══ Stored data ══
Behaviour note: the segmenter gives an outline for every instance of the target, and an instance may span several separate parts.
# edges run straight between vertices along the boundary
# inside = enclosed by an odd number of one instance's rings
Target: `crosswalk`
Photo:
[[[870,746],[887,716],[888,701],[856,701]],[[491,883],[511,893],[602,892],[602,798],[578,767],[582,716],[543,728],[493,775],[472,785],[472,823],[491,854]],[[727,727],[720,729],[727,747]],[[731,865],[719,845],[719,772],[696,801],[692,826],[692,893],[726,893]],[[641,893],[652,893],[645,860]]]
═══
To do:
Please copy these rows back verbatim, keeping every line the same.

Full answer:
Behaviour note: the segmenter gives an outline for every instance of the target, and an instance may span several separate parts.
# edges run straight between vertices along the boundary
# inside = enclosed by an odd number of one instance's rings
Target: `crosswalk`
Photo:
[[[870,746],[887,716],[888,701],[856,701]],[[491,883],[511,893],[602,892],[602,798],[578,767],[582,716],[543,728],[493,775],[472,785],[472,823],[491,854]],[[727,727],[720,729],[727,747]],[[731,865],[719,845],[719,772],[696,801],[692,826],[692,893],[726,893]],[[641,893],[652,893],[645,860]]]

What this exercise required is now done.